文書抜粋

——

1998年頃、カスタマージャーニーは、カスタマーエクスペリエンス(商品やサービスを知ってから購入・契約、継続して利用するまでの消費者の体験すべて)という考えの中で生まれました。このフレームワークは、マーケティングの神様フィリップ・コトラー(Philip Kotler)氏の著書「マーケティング4.0」で紹介され、その後日本にも広まりました。

1-3.カスタマージャーニーはもう古い?

「カスタマージャーニーは時代遅れ」「現代のマーケティングに合っていない」という話を耳にしたことがあるかもしれません。なぜそう言われるのでしょうか。現在はスマートフォンの普及やインターネット検索の進化により、情報が溢れています。消費者は購入の段階に進む中で、新しい情報に触れ、別の選択肢を検討するという行動を取ることもあります。このように、消費者の行動がカスタマージャーニーの流れに収まらないことがあるため、カスタマージャーニーは「古い」と言われています。

しかし、カスタマージャーニーは「フェーズごとに施策を考える」ためのフレームワークです。消費者の行動は変化しても、「購入し継続利用するまでのフェーズ」は変わっていません。カスタマージャーニーを取り入れるメリットは、十分にあるといえるでしょう。

1-4. カスタマージャーニーを取り入れるメリット

カスタマージャーニーの考え方を取り入れることによって、どのようなメリットがあるか解説します。

1-2-1. チーム内での認識統一による施策展開のスムーズ化

カスタマージャーニーは、チーム内のメンバーが「顧客理解」という共通目的を持って作成することになります。これにより、メンバー同士のコミュニケーションが活性化し、情報共有や素早い対応が可能になります。ただ、こうしたメリットがある反面、カスタマージャーニーは作成に時間や手間やかかるデメリットがあります。作成の時間が不足すると、カスタマージャーニーの施策が中途半端になる可能性があるため注意しましょう。

1-2-2. マーケティング施策のKPI設定によるPDCAの深化

カスタマージャーニーを設定するには、顧客ファネルのどの段階のペルソナであり、どのような課題に対して情報を与えて解決し、どのような体験をさせるのかを明確化する必要があります。その際、明確なKPIを設けて施策を検討することになるでしょう。カスタマージャーニーに基づく施策を考えることは、KPIの設定にもつながります。顧客視点ではっきりとKPIが定まることは業務運営上有効といえるでしょう。また、KPIに対するマーケティング上のPDCAについても深化させることにつながります。

——

タスク一覧
1. カスタマージャーニーに関する文章について、次の(a)〜(c)が本文の内容と一致するかを判定してください。各項目について「はい」か「いいえ」で答え、判断の根拠となる本文の語句をそのまま引用してください。
(a) カスタマージャーニーは、カスタマーエクスペリエンスという考えの中で1998年頃に生まれた。
(b) 消費者の行動が変化したことにより、「購入し継続利用するまでのフェーズ」も変わった。
(c) 顧客視点でKPIが明確に定まることは、業務運営上有効だとされている。
2. カスタマージャーニーに関する文章の続きを、最後の文の直後から書き進めてください。

記録データ
——

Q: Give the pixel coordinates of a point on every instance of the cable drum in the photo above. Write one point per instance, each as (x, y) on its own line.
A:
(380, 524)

——

タスク別結果
1.
(a) はい。「1998年頃、カスタマージャーニーは、カスタマーエクスペリエンス(商品やサービスを知ってから購入・契約、継続して利用するまでの消費者の体験すべて)という考えの中で生まれました」
(b) いいえ。「消費者の行動は変化しても、『購入し継続利用するまでのフェーズ』は変わっていません」
(c) はい。「顧客視点ではっきりとKPIが定まることは業務運営上有効といえるでしょう」

2.
1-2-3. 顧客起点でのサービス・プロダクトの再解釈

カスタマージャーニーはペルソナの行動・思考・感情を時系列で可視化し、一連の体験をストーリーとして表現します。これにより、企業側は顧客の行動をより深く理解できるようになります。顧客視点からの改善点など、さまざまなことに気付くきっかけを得られます。

1-2-4. ブランド価値の向上

カスタマージャーニーによって顧客視点に立ち、自社の商品やサービスを再度チェックすることができます。これにより、顧客とのタッチポイントの最適化を図ることができ、顧客体験の質を高められます。このような取り組みはブランド価値の向上にもつながっていきます。

1-5. カスタマージャーニーを取り入れるデメリット

一方で、カスタマージャーニーにはデメリットも存在します。

1-5-1. 時間と手間がかかる

カスタマージャーニーマップを作るには、多くの時間と手間が必要です。

精度の高いカスタマージャーニーマップを作成するには、カスタマーサポートだけではなく、営業、マーケティング、商品開発や販売スタッフなど、様々な立場の関係者が参加する必要があります。立場が異なる人達で議論をするとなると、かなりの時間と労力がかかります。

効率的に議論を進めたい場合は、部門ごとで代表者を立てるといいでしょう。コミュニケーションがスムーズになります。

1-5-2. 課題を解決できるとは限らない

やり方によっては、カスタマージャーニーで課題を解決できないこともあります。設計したペルソナが、実際の顧客の姿とかけ離れていたり、リサーチ不足で深堀りができていなかったり、顧客の潜在的なニーズを掘り下げていなかったりすると、効果は得にくいでしょう。

 

1-6. カスタマージャーニーに含まれる要素

カスタマージャーニーは消費者の価値観の多様化に伴って、必要性が増してきました。このような時代においては、顧客が商品やサービスの購入・利用に至るまでにどのようなプロセスをたどるのか、思考や感情を整理して適切にマネジメントする必要があります。そのため、カスタマージャーニーを作成し、顧客の行動を可視化することが重要視されるようになりました。

そんな顧客情報の可視化を行うためには、顧客データを分析するためのツールが必要不可欠です。下記資料ではデータ分析ツールを選定する際に押さえておくべきポイントを詳しく説明をしておりますので、是非合わせてご一読ください。

1-7. カスタマージャーニーに含まれる要素

カスタマージャーニーを構成する要素は、対象とする商品・サービス、またターゲットによって異なります。一般的な構成要素としては、「ペルソナ」「シナリオ」「顧客のフェーズ」「ペルソナの思考や感情」「課題に対する対応方法」などが挙げられます。自社の目的に合わせて内容をカスタマイズしましょう。

1-8. カスタマージャーニーの作成を検討したほうがよい例

カスタマージャー二ーを検討したほうが良い例としては、「新しい企画やサービスを実施したい時」が挙げられます。新しいイベントやキャンペーンを実施する際や企画を考える際は、カスタマージャーニーを作成する良い機会といえます。カスタマージャーニーの利用は、顧客へのアプローチ方法を考えるために役立てられます。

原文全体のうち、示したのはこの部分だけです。